## Task instructions
Rewrite the records below with every instance of "plinth base" swapped for "pedestal base". Leave everything else unchanged.

====== Entries shown ======

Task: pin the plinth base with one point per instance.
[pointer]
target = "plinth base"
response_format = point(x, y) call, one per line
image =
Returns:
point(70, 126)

======

## Answer for the task
Task: pin the pedestal base with one point per instance.
[pointer]
target = "pedestal base"
response_format = point(x, y) call, one per line
image =
Returns:
point(70, 126)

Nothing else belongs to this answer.